__Prompt__. Return each line from the entries below that contains the word "calm".

__Given information__.
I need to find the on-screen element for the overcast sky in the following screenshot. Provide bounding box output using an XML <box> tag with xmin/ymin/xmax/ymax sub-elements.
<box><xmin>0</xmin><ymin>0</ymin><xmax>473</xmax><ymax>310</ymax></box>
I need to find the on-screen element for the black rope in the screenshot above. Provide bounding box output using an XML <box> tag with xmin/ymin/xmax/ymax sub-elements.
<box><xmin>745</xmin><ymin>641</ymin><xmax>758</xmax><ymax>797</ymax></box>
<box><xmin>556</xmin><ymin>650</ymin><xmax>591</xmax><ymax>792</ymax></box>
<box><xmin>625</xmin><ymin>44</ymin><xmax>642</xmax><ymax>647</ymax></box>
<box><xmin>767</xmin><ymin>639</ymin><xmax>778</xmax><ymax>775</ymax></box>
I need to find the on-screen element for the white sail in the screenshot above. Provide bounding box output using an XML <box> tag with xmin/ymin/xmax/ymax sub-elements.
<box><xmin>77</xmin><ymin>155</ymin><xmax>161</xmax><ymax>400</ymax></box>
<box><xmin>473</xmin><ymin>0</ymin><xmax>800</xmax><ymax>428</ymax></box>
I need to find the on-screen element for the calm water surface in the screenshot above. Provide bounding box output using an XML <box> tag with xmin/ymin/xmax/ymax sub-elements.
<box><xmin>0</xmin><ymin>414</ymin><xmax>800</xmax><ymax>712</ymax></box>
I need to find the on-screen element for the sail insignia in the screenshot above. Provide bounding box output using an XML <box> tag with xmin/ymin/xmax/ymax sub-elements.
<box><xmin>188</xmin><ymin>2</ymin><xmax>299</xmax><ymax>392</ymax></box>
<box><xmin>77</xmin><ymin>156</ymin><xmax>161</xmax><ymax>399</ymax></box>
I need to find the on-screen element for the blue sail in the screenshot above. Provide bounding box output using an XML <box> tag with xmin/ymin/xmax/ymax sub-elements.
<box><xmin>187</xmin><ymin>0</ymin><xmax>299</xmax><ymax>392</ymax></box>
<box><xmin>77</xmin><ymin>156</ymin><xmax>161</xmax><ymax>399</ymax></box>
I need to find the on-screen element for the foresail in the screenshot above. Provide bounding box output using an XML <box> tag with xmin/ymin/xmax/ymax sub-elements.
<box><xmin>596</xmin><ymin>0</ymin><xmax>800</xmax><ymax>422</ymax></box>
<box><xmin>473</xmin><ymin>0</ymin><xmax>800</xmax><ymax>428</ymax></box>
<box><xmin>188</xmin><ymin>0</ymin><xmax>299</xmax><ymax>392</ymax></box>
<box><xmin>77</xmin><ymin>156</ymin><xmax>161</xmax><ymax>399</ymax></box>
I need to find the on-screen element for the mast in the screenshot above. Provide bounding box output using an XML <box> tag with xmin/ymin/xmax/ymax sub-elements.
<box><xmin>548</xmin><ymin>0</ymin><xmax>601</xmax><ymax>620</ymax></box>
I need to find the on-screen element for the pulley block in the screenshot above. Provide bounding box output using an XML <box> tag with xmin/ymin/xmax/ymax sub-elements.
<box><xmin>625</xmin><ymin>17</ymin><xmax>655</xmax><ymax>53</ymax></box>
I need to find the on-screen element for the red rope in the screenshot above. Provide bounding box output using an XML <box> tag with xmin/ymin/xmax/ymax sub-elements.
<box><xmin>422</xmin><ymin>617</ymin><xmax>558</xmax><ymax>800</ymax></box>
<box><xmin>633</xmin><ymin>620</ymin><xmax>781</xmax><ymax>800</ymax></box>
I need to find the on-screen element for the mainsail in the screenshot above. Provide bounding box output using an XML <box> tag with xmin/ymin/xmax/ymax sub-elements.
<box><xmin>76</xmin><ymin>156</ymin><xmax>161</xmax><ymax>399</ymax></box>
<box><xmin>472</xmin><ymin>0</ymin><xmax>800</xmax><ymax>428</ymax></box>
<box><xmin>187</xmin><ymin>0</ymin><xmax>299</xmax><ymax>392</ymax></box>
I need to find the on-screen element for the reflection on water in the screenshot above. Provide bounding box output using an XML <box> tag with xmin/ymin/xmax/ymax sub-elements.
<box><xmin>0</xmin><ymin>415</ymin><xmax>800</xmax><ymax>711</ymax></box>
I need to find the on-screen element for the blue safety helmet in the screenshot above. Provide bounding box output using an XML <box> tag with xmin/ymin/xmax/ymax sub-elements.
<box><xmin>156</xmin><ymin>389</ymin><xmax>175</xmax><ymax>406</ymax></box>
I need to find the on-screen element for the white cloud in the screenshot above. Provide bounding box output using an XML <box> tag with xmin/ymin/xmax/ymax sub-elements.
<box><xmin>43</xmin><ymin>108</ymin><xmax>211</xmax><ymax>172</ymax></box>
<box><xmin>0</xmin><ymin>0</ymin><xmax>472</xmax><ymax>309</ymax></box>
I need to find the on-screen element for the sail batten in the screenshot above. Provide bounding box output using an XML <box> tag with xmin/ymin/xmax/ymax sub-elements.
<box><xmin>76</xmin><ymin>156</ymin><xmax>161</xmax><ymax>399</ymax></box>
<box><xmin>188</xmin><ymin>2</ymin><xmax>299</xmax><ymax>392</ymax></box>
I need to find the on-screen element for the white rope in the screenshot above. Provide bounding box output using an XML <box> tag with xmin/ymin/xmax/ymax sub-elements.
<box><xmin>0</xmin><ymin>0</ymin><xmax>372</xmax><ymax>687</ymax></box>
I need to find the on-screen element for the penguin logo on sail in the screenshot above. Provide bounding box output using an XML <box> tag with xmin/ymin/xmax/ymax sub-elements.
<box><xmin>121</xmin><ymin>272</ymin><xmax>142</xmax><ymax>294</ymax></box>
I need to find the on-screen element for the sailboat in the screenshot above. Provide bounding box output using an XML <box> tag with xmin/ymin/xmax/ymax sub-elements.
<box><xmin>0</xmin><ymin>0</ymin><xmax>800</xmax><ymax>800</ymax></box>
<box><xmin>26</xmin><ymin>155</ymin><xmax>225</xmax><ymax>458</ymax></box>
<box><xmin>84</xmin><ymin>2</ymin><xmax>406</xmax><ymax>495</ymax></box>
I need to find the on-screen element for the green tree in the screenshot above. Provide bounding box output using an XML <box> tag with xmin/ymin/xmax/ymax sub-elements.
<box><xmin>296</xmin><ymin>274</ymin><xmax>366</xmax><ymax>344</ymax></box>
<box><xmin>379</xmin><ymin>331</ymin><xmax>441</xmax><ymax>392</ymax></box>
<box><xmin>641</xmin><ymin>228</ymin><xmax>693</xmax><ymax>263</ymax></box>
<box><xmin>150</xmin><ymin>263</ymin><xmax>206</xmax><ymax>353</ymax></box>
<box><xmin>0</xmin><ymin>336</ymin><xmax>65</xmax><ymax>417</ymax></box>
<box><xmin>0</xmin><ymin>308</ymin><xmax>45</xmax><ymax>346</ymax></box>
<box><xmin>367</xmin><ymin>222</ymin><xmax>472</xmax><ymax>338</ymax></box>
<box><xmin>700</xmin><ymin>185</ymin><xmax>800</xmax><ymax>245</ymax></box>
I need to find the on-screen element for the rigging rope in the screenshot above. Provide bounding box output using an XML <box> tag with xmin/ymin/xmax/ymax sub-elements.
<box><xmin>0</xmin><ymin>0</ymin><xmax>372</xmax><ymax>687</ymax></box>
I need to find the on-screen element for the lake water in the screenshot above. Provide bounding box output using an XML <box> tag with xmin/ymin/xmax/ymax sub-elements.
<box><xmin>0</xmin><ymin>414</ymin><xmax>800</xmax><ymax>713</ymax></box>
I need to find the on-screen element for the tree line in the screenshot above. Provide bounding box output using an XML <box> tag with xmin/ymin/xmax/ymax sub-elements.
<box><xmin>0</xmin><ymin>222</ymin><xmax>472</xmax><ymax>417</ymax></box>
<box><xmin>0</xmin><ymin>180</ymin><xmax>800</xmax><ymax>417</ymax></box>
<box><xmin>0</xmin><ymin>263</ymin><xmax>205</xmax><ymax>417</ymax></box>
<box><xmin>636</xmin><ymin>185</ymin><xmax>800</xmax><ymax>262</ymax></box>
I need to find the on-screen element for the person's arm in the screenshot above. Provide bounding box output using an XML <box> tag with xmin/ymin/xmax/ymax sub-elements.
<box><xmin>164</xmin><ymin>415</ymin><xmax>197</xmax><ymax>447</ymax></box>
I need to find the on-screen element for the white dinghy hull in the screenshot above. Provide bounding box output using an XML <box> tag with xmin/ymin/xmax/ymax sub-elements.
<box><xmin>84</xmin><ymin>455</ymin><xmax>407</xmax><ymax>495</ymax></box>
* * *
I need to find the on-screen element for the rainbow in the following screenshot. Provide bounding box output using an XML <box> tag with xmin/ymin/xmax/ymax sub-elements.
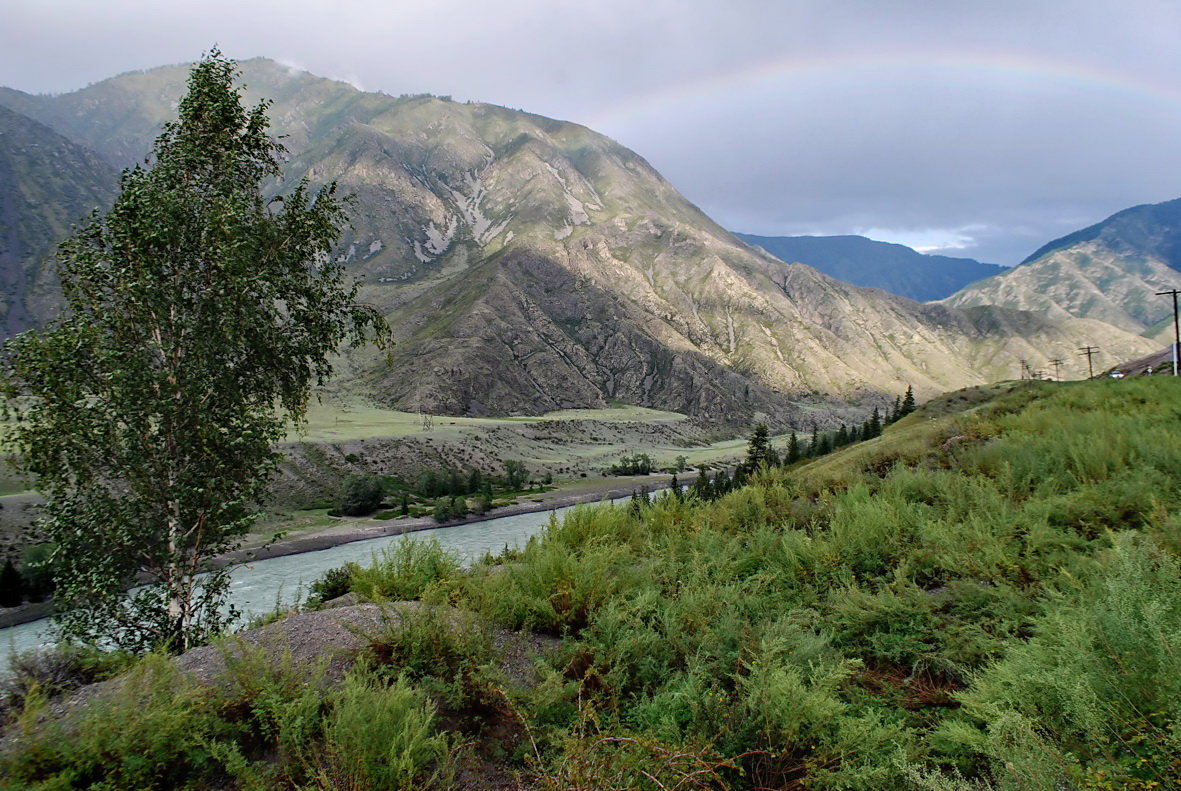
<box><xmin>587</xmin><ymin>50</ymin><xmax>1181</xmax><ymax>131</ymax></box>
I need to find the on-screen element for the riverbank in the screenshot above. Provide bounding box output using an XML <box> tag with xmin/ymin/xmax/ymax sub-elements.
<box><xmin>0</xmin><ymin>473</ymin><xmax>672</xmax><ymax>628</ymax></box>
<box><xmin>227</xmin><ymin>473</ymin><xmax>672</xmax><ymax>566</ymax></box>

__Result of this task__.
I need to find the on-screen element for the calm water surface in the screenshot above. Provide bounding box output using an XML <box> tag with xmin/ymin/xmax/ymax sub-elements.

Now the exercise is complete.